* [EXERCISE BRIEF]: Your task is to repeat all of the material exactly.

* [DATA LISTING]:
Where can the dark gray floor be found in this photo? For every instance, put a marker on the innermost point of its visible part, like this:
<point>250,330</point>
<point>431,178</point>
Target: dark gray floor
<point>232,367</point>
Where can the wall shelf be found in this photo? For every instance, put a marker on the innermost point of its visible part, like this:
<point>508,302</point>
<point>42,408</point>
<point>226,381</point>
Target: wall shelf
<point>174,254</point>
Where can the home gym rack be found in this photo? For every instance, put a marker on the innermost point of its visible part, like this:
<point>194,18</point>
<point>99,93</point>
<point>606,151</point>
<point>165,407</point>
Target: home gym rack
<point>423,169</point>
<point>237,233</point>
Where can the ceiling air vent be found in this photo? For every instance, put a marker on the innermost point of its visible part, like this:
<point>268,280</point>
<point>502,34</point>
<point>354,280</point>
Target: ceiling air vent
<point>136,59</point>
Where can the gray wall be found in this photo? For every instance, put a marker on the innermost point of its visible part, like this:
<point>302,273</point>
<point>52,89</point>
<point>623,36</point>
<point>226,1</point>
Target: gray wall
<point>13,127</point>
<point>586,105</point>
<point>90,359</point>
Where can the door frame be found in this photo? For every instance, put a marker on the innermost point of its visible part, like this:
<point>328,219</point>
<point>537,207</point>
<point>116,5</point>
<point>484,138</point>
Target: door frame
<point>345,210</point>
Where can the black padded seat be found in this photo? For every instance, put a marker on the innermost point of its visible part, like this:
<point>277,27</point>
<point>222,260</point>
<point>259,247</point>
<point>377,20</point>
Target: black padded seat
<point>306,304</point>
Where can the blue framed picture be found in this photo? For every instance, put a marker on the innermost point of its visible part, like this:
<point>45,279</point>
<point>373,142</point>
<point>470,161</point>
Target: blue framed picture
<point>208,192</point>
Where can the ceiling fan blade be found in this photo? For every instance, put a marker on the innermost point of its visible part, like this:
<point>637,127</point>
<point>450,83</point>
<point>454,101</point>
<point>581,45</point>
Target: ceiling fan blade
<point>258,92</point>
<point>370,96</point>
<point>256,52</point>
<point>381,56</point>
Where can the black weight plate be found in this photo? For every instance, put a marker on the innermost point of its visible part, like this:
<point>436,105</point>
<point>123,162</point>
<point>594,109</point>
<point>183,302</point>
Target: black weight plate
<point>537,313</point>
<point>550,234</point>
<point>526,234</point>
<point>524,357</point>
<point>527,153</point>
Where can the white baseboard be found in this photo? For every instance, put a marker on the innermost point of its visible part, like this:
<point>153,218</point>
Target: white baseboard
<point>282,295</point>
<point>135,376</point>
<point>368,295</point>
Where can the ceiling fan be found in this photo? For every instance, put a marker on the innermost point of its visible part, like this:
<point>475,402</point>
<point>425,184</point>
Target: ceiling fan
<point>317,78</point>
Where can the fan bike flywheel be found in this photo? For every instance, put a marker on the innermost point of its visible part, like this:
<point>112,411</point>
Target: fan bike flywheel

* [SOLVED PROBLEM]:
Where can the dark gray floor be found in this photo? For every instance, put a marker on the innermost point of its visible part, like this:
<point>250,330</point>
<point>431,178</point>
Target: dark gray floor
<point>232,367</point>
Where can the wall shelf be found in this photo? For every instance, put a marker on the innermost point of its visible part, like this:
<point>508,302</point>
<point>42,408</point>
<point>226,381</point>
Target: wall shelf
<point>174,254</point>
Where can the home gym rack be found in this photo? For every instance, put a marker on the innermost point of its visible part, like this:
<point>194,18</point>
<point>99,93</point>
<point>606,151</point>
<point>165,407</point>
Target: home gym rack
<point>423,169</point>
<point>237,233</point>
Where can the ceiling air vent be found in this photo? For every instance, put a marker on the innermost point of its visible part, like this:
<point>268,280</point>
<point>502,34</point>
<point>354,280</point>
Target: ceiling air vent
<point>136,59</point>
Where can the gray wall be found in this photo? For every instance, put a marker on the innermost point of its visible part, like this:
<point>302,273</point>
<point>52,89</point>
<point>623,36</point>
<point>226,1</point>
Target: gray wall
<point>13,127</point>
<point>586,105</point>
<point>90,359</point>
Where can the door frame be found in this photo? For every instance, put a marker on the innermost point of its visible part, like this:
<point>328,219</point>
<point>537,207</point>
<point>116,5</point>
<point>484,138</point>
Target: door frame
<point>345,210</point>
Where can the black padded seat be found in this photo? For every instance, put a marker on the innermost point of its visible part, like this:
<point>277,27</point>
<point>222,260</point>
<point>259,247</point>
<point>377,20</point>
Target: black padded seat
<point>306,304</point>
Where can the blue framed picture be found in this photo? For every instance, put a marker on the innermost point of its visible part, like this:
<point>45,279</point>
<point>373,142</point>
<point>470,161</point>
Target: blue framed picture
<point>208,192</point>
Where can the ceiling fan blade be found in this photo? For every instance, put a marker on the innermost point of its visible part, like this:
<point>637,127</point>
<point>450,83</point>
<point>454,101</point>
<point>581,45</point>
Target: ceiling fan blade
<point>258,92</point>
<point>370,96</point>
<point>256,52</point>
<point>381,56</point>
Where can the black weight plate be found in this photo? For every instance, put a marker on the innermost point of its visible part, like this:
<point>436,105</point>
<point>123,162</point>
<point>594,109</point>
<point>183,302</point>
Target: black weight plate
<point>537,313</point>
<point>550,234</point>
<point>526,234</point>
<point>524,357</point>
<point>527,153</point>
Where can the white baseboard be found in this photo? For every instance, put a marker on the innermost point of its visible part, like this:
<point>153,218</point>
Target: white baseboard
<point>282,295</point>
<point>135,376</point>
<point>368,295</point>
Where can the ceiling fan be found in this photo? For every instance, put a marker on the innermost point of its visible part, like this:
<point>475,402</point>
<point>425,184</point>
Target: ceiling fan
<point>317,78</point>
Where can the fan bike flywheel be found in this photo? For every instance, put a marker on the innermost point of its visible part, like this:
<point>112,411</point>
Target: fan bike flywheel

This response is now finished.